* Exercise requirements *
1. Duplicate the part of the estate planning passage that opens with the words containing "Estate planning is" and closes with "is structured correctly.".
2. Decide whether each statement agrees with the estate planning passage, giving yes or no and quoting the passage's deciding words: (a) Pets can be provided for under an estate plan. (b) The tax concern covers only federal taxes. (c) Providing for family and loved ones is typically the top priority for married couples.

* Quoted passage *
Estate planning is meant to provide direction and security for loved ones when we pass away, but complications can arise in the estate planning process when structuring a plan as a married couple. Each person in the marriage has individual estate planning goals, tax-related objectives, and ideas for the future. However, upon probing deeper through the individual wants and needs of the spouses common goals run through the estate planning process of almost all married couples:
· Providing for family and loved ones
This is typically the top priority for all married couples. They want to know that their surviving spouse, children, grandchildren, extended family and friends are all provided for after they are gone. Even pets can be provided for if an estate plan is structured correctly.
· Minimizing taxes
Couples also want the taxes on their assets to be as minimal as possible so that their beneficiaries can fully inherit after they are gone. This includes federal estate and income taxes as well as state estate and income taxes.
· Protecting property/assets going to family and loved ones
Similar to providing for loved ones, married couples also want to know that specific property and assets will be protected from creditors or from future family issues such as a future spouse.

* Given material *
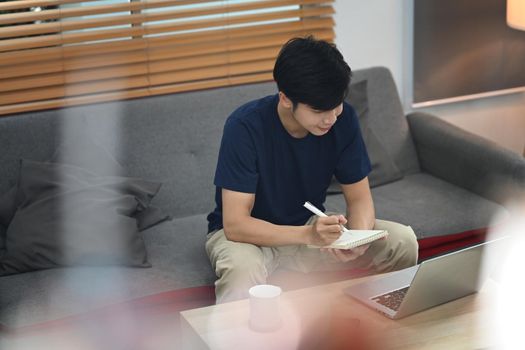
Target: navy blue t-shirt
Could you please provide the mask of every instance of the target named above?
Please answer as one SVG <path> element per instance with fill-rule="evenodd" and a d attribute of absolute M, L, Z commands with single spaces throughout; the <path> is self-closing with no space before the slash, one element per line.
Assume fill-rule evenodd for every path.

* Task-by-task results *
1.
Estate planning is meant to provide direction and security for loved ones when we pass away, but complications can arise in the estate planning process when structuring a plan as a married couple. Each person in the marriage has individual estate planning goals, tax-related objectives, and ideas for the future. However, upon probing deeper through the individual wants and needs of the spouses common goals run through the estate planning process of almost all married couples:
· Providing for family and loved ones
This is typically the top priority for all married couples. They want to know that their surviving spouse, children, grandchildren, extended family and friends are all provided for after they are gone. Even pets can be provided for if an estate plan is structured correctly.

2.
(a) Yes: "Even pets can be provided for if an estate plan is structured correctly."
(b) No: "This includes federal estate and income taxes as well as state estate and income taxes."
(c) Yes: "This is typically the top priority for all married couples."